GIVEN PROBLEM 1
In the share exchange passage, what did URI agree not to do before May 7, 1996?

[Start of QUOTED TEXT]

The Company has also covenanted to take any and all actions necessary 
or desirable, including but not limited to taking legal action, to 
enforce the terms of the Settlement Agreement.  URI also agreed not to 
act to change the current composition of the Board of Directors of 
MidWest prior to May 7, 1996.

     The shares of common stock acquired by the Wolffs in the 
transaction have not been registered and are restricted securities, as 
that term is defined in Rule 144 under the Securities Act of 1933.  The 
certificate representing shares of stock acquired by the Wolffs 
contains a restrictive legend evidencing the unregistered nature of the 
shares.  Generally, the Wolffs will be unable to sell any portion of 
the shares acquired in the Share Exchange for two years, absent their 
registration pursuant to the rules and regulations of the Securities 
Exchange Commission.

[End of QUOTED TEXT]
[Start of DATA LISTING]

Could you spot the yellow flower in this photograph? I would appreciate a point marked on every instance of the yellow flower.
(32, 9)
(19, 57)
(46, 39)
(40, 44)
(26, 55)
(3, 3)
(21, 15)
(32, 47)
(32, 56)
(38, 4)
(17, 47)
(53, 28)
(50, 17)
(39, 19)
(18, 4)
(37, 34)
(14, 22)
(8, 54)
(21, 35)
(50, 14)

[End of DATA LISTING]

GIVEN PROBLEM 2
Arrange every line of the records above as a Markdown table with the columns No. and Line, numbering the rows in order and leaving out blank lines.

FULL RESPONSE 1
URI agreed not to act to change the current composition of MidWest's Board of Directors before May 7, 1996.

FULL RESPONSE 2
| No. | Line |
|---|---|
| 1 | Could you spot the yellow flower in this photograph? I would appreciate a point marked on every instance of the yellow flower. |
| 2 | (32, 9) |
| 3 | (19, 57) |
| 4 | (46, 39) |
| 5 | (40, 44) |
| 6 | (26, 55) |
| 7 | (3, 3) |
| 8 | (21, 15) |
| 9 | (32, 47) |
| 10 | (32, 56) |
| 11 | (38, 4) |
| 12 | (17, 47) |
| 13 | (53, 28) |
| 14 | (50, 17) |
| 15 | (39, 19) |
| 16 | (18, 4) |
| 17 | (37, 34) |
| 18 | (14, 22) |
| 19 | (8, 54) |
| 20 | (21, 35) |
| 21 | (50, 14) |